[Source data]
# # # # #

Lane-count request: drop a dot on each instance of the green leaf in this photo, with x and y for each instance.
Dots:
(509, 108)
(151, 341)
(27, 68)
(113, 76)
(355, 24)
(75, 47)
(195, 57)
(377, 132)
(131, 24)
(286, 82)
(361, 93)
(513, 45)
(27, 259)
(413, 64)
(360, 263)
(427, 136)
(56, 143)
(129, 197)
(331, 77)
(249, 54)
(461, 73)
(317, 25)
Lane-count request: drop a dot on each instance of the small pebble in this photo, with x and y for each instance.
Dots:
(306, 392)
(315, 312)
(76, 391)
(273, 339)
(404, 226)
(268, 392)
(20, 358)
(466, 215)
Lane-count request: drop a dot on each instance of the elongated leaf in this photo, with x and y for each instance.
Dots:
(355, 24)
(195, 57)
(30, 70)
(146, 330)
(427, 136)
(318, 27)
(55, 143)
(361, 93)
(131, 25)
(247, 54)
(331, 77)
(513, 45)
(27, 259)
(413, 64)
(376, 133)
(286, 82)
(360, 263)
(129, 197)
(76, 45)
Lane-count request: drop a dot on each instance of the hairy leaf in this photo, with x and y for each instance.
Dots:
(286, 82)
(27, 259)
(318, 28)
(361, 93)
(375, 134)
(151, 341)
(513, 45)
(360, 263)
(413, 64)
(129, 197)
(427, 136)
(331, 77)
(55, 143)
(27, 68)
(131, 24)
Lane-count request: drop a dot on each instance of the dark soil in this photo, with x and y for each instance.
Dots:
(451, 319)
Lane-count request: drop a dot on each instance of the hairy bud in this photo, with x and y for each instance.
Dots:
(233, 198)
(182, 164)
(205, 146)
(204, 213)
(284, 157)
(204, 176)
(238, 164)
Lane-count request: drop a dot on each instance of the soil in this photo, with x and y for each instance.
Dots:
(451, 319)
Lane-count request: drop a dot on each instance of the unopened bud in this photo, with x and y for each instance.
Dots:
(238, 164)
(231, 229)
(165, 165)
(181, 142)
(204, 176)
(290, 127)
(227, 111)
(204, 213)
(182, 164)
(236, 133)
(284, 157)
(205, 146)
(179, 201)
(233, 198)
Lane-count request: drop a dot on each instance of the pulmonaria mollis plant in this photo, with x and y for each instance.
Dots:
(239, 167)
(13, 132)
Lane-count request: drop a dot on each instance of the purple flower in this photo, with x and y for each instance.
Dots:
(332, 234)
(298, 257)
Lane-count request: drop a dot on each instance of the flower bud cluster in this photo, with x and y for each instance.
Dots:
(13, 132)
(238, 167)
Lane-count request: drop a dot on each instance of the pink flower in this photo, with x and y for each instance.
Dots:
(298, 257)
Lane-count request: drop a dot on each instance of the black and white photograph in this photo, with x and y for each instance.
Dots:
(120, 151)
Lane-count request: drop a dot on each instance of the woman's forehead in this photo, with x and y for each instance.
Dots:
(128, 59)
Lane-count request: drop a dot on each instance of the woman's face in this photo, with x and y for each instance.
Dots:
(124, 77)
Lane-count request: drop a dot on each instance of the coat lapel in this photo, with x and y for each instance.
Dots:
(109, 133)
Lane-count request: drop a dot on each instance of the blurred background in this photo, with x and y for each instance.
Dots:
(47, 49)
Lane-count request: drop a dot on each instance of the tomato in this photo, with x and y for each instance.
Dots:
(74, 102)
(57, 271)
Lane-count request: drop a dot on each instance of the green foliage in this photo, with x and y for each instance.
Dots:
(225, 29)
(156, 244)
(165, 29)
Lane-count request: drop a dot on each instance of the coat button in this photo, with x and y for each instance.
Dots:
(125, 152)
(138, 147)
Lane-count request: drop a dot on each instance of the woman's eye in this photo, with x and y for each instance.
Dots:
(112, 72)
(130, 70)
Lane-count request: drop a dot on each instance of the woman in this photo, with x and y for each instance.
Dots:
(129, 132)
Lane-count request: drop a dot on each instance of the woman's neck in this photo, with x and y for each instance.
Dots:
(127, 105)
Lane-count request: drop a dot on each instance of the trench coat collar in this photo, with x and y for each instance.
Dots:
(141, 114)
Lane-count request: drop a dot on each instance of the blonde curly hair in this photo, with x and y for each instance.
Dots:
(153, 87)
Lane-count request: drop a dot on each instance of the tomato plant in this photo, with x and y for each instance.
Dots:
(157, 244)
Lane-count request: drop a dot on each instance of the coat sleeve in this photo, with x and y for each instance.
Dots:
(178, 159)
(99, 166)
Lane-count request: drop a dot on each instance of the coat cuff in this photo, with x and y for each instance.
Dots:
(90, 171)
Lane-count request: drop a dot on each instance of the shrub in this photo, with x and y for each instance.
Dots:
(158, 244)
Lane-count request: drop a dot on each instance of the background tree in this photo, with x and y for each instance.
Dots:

# # # # #

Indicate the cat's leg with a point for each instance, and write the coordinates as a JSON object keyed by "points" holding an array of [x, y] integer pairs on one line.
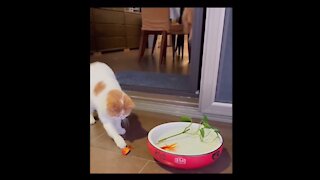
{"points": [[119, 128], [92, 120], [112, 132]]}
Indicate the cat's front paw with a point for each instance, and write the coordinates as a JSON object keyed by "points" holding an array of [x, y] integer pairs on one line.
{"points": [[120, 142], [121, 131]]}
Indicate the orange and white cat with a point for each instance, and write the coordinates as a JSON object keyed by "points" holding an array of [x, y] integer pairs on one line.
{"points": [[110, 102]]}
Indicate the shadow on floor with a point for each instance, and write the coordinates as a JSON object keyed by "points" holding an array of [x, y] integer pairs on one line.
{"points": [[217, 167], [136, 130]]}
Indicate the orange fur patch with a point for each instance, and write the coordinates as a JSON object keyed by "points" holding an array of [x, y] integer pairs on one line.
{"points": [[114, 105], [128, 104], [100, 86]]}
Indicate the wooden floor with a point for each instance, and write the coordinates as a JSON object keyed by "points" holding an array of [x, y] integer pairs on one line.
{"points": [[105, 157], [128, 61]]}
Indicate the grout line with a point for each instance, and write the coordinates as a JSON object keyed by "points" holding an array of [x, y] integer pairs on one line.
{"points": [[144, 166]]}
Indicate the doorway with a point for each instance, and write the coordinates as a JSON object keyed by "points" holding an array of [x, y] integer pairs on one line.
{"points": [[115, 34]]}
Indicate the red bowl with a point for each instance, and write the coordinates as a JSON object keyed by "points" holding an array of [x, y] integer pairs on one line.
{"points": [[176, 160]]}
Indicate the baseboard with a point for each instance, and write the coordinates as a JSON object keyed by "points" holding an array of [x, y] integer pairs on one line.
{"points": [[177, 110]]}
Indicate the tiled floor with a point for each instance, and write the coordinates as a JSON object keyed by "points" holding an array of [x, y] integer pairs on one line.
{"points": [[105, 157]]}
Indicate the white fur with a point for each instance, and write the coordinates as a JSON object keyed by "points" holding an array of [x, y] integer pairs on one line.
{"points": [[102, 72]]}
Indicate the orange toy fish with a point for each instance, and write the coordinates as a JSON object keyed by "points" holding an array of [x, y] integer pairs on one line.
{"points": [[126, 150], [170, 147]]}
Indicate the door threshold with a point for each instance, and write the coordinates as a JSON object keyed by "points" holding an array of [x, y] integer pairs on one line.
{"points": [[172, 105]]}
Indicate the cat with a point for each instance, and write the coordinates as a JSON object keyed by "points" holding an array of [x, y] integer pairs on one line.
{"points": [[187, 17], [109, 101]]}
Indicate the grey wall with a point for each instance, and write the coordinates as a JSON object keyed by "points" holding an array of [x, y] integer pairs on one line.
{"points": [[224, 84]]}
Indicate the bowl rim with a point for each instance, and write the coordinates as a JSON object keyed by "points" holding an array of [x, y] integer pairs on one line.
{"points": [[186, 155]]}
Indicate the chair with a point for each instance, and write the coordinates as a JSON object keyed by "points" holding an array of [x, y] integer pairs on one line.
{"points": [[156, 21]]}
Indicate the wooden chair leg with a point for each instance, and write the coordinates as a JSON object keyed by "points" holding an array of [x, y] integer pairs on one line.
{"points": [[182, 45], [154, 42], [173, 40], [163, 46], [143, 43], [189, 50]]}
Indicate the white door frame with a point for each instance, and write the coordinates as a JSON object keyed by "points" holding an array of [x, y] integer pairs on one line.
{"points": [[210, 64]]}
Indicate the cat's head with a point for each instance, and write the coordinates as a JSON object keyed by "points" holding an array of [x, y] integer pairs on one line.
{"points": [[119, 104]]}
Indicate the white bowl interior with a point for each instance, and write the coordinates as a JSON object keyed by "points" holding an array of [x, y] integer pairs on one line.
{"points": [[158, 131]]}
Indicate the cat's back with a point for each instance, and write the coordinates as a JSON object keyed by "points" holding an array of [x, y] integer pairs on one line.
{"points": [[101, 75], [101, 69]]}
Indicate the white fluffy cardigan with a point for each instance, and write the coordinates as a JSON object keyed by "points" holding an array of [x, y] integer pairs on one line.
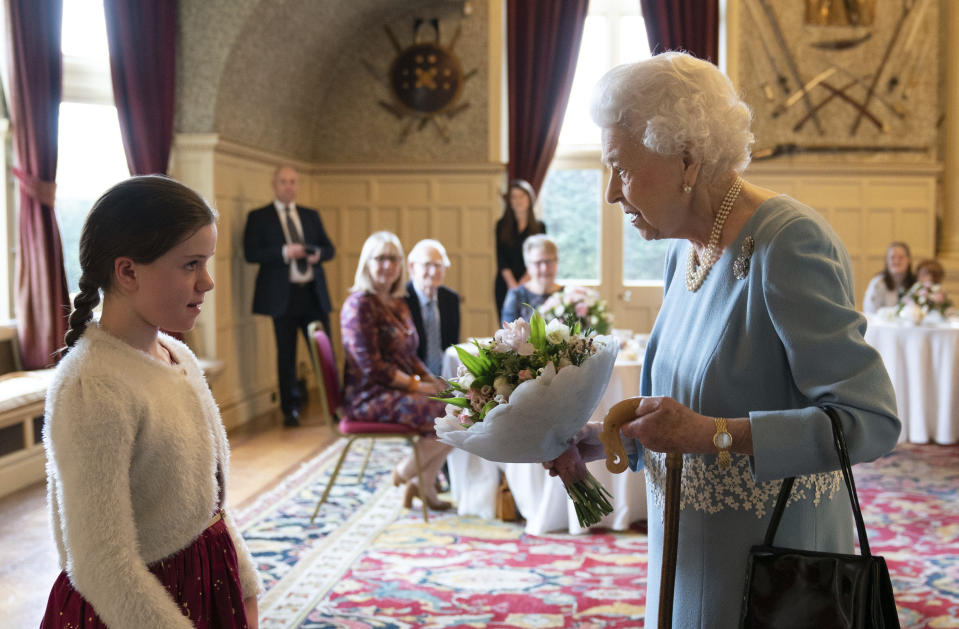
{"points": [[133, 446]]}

# # # # #

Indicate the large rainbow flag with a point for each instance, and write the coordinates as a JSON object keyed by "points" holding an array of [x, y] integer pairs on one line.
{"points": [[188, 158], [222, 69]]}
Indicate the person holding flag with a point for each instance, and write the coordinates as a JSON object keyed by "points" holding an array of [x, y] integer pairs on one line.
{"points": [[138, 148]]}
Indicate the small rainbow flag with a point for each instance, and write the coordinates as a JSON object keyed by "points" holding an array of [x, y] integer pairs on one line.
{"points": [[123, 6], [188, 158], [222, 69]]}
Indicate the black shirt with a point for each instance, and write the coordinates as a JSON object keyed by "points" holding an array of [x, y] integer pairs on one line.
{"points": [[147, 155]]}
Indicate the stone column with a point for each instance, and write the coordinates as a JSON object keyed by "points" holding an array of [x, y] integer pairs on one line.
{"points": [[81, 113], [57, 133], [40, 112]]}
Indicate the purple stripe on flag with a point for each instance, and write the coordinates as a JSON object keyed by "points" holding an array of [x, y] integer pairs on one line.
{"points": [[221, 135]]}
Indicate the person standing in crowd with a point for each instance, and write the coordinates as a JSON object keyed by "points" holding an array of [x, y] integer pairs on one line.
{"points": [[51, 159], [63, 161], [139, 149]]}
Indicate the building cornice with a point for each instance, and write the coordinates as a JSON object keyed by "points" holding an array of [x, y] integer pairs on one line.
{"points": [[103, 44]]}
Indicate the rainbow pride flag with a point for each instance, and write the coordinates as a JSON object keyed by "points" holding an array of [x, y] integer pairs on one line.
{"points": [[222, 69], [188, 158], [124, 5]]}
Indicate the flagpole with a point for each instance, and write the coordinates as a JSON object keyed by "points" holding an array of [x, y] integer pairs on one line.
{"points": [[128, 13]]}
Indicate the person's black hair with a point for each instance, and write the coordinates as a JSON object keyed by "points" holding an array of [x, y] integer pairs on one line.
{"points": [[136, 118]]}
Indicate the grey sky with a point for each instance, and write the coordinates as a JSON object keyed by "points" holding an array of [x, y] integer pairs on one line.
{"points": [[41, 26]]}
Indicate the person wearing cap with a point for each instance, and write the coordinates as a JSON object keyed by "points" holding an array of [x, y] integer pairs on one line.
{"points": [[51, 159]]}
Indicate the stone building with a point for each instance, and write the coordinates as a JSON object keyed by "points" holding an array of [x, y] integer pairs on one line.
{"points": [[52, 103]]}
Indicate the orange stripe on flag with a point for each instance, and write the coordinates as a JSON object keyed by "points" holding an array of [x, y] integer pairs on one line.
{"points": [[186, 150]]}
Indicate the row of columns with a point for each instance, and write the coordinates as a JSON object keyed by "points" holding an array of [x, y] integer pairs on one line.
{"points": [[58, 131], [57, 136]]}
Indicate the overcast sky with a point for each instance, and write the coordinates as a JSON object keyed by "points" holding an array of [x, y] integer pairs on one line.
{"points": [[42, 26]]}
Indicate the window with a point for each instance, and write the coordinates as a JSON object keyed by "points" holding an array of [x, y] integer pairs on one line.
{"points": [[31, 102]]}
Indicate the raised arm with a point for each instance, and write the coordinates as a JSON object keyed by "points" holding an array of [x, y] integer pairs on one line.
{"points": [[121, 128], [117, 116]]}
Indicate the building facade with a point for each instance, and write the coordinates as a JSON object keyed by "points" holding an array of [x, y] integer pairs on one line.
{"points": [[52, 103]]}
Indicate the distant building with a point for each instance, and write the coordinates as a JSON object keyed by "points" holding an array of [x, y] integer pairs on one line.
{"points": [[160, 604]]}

# # # # #

Task to carry out: For the entries above, please state how many lines contain the string "tomato"; give the number and nothing else.

Result of the task: 2